Given problem: Identify every line in the listing below that contains the string "grille", and copy each of those lines in full. Case matters, so a line counts only if the letters match exactly.

_____

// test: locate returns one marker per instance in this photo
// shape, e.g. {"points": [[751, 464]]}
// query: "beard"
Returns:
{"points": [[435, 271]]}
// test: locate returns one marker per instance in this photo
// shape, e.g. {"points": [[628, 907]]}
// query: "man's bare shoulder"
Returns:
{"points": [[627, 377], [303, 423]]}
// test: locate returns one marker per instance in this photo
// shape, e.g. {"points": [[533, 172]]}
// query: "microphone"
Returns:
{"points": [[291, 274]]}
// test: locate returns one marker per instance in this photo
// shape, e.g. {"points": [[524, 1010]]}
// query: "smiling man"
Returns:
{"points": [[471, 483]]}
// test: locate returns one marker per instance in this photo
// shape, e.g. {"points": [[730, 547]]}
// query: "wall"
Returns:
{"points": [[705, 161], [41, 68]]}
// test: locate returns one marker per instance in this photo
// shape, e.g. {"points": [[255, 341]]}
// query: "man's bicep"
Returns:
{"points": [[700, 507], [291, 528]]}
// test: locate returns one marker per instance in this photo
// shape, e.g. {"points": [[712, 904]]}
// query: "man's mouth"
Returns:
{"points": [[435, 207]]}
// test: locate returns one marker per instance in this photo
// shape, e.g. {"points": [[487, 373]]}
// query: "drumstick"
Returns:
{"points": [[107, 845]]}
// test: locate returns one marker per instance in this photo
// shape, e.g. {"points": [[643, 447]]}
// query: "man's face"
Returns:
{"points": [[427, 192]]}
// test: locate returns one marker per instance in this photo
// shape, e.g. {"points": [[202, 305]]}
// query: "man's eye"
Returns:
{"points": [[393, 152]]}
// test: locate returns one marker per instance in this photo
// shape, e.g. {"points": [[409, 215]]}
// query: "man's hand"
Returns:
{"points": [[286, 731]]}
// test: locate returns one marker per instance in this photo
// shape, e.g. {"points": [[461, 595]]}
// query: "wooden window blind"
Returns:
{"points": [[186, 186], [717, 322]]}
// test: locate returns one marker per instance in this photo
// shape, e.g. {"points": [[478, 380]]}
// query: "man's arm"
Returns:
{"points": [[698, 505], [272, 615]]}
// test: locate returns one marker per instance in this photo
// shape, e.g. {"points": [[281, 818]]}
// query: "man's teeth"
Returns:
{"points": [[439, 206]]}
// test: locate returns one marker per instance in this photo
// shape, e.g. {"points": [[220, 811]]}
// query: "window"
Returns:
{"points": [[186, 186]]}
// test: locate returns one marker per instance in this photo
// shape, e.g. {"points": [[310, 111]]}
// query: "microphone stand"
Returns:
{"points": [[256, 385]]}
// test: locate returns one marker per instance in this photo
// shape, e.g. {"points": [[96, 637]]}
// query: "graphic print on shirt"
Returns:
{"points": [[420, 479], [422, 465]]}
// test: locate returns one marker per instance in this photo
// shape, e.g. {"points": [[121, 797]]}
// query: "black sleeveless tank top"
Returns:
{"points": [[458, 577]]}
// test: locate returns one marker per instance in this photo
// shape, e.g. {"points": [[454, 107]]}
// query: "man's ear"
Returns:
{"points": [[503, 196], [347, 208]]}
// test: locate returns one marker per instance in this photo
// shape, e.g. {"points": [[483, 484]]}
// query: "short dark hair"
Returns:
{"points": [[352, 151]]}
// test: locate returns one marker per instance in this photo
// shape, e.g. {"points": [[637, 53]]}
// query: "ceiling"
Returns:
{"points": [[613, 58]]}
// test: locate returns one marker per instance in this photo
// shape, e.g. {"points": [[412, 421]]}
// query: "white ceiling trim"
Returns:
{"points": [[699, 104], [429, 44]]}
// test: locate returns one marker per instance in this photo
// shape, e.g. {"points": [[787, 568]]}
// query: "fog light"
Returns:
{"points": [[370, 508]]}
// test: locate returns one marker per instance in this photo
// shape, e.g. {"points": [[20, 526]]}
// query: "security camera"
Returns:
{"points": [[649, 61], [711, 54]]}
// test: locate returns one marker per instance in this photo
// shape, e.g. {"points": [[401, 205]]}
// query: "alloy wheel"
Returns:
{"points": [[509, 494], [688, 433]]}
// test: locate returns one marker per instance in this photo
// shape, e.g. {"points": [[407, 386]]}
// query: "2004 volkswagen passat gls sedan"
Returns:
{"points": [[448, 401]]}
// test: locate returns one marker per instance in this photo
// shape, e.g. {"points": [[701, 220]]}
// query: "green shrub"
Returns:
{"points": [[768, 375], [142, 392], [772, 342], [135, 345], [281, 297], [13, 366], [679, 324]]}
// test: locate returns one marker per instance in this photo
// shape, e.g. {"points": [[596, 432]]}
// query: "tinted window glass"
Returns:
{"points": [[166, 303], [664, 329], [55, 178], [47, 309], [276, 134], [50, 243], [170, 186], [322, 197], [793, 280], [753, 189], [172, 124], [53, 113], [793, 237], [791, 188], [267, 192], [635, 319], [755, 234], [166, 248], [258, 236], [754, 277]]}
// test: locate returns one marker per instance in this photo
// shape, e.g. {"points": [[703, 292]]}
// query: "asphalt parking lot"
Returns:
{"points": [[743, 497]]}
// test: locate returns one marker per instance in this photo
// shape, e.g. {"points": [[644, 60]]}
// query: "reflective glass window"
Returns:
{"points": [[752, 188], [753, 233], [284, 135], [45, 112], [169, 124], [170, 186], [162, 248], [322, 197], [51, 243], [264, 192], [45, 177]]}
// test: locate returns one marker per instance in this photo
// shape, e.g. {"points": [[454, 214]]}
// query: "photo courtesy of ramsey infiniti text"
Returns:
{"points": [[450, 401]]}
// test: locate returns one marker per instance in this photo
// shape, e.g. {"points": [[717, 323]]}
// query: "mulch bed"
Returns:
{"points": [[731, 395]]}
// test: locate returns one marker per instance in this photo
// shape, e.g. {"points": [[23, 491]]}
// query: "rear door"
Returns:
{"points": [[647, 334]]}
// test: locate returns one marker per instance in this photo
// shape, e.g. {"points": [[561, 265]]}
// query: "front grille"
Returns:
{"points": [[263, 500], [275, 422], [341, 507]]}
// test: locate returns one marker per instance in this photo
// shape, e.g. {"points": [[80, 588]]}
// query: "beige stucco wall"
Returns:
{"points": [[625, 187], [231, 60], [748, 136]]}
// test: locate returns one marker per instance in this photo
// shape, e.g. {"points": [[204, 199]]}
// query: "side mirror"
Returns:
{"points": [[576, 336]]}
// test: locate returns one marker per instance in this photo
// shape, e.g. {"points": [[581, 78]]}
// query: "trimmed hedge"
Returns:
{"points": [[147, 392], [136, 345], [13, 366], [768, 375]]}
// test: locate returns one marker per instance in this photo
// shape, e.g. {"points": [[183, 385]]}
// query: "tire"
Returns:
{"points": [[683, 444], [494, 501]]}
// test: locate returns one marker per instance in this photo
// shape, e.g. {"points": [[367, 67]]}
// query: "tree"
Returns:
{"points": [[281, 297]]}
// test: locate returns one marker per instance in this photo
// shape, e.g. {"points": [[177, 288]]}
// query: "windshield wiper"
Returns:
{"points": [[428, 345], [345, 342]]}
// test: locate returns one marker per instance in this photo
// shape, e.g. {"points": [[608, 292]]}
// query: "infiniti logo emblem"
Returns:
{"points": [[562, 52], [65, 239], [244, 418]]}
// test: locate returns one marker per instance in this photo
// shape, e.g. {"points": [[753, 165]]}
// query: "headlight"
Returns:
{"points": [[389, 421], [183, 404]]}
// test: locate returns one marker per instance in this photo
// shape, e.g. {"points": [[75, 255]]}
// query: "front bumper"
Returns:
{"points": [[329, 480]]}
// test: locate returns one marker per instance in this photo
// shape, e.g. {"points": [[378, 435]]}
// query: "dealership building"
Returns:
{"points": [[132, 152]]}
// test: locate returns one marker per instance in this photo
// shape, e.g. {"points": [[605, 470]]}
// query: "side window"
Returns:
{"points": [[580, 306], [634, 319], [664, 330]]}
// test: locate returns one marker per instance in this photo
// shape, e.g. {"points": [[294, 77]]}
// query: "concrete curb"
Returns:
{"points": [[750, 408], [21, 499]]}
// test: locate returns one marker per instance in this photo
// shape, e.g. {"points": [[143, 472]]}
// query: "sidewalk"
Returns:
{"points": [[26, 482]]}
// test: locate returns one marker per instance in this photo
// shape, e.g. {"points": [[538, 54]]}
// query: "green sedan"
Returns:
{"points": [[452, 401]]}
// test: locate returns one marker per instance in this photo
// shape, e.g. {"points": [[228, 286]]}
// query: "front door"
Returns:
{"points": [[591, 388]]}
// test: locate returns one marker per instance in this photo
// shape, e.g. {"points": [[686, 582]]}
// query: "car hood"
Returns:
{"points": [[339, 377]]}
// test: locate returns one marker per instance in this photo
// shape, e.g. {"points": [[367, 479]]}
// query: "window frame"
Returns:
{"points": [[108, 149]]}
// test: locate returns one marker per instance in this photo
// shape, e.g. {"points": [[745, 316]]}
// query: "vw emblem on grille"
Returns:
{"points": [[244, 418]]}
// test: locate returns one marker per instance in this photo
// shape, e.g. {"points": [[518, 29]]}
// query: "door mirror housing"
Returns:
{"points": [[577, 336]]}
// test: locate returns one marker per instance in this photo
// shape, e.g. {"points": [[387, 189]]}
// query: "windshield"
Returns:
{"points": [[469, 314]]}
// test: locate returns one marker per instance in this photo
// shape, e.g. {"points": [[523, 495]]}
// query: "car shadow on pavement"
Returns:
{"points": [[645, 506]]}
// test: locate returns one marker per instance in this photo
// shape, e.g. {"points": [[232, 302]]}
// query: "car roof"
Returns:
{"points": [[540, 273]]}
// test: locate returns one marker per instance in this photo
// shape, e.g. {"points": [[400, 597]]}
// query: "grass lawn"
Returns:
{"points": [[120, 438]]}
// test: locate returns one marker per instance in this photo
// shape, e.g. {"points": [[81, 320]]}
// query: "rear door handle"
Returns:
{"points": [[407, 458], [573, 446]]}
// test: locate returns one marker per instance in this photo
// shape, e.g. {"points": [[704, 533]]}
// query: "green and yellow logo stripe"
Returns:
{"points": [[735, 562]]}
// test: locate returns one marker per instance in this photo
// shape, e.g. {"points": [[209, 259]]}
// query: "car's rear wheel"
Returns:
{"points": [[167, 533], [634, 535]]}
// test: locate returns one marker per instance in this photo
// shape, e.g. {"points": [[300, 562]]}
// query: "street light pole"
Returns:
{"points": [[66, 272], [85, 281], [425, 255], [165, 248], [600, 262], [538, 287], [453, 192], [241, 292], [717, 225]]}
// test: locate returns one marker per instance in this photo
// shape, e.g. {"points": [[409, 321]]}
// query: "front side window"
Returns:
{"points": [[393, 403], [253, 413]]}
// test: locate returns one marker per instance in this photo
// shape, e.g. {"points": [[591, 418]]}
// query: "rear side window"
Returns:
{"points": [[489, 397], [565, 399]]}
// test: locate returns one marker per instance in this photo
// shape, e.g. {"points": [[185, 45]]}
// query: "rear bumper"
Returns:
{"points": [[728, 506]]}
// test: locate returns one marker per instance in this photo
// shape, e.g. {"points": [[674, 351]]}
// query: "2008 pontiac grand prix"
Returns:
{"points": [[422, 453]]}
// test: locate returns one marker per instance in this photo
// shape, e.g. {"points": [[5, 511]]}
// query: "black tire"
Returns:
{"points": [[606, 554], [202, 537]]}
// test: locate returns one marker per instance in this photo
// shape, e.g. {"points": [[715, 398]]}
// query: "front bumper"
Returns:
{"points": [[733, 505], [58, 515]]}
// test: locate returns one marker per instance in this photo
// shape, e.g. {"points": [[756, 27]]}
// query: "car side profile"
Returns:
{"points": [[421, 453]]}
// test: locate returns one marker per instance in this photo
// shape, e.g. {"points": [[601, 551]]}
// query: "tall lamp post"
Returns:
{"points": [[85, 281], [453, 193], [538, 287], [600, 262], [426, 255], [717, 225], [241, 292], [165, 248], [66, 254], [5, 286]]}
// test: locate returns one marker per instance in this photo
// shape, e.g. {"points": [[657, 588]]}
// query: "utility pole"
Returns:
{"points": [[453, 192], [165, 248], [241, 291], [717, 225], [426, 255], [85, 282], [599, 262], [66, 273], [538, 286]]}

_____

Response to the task:
// query: "front grille"
// query: "vw emblem on grille"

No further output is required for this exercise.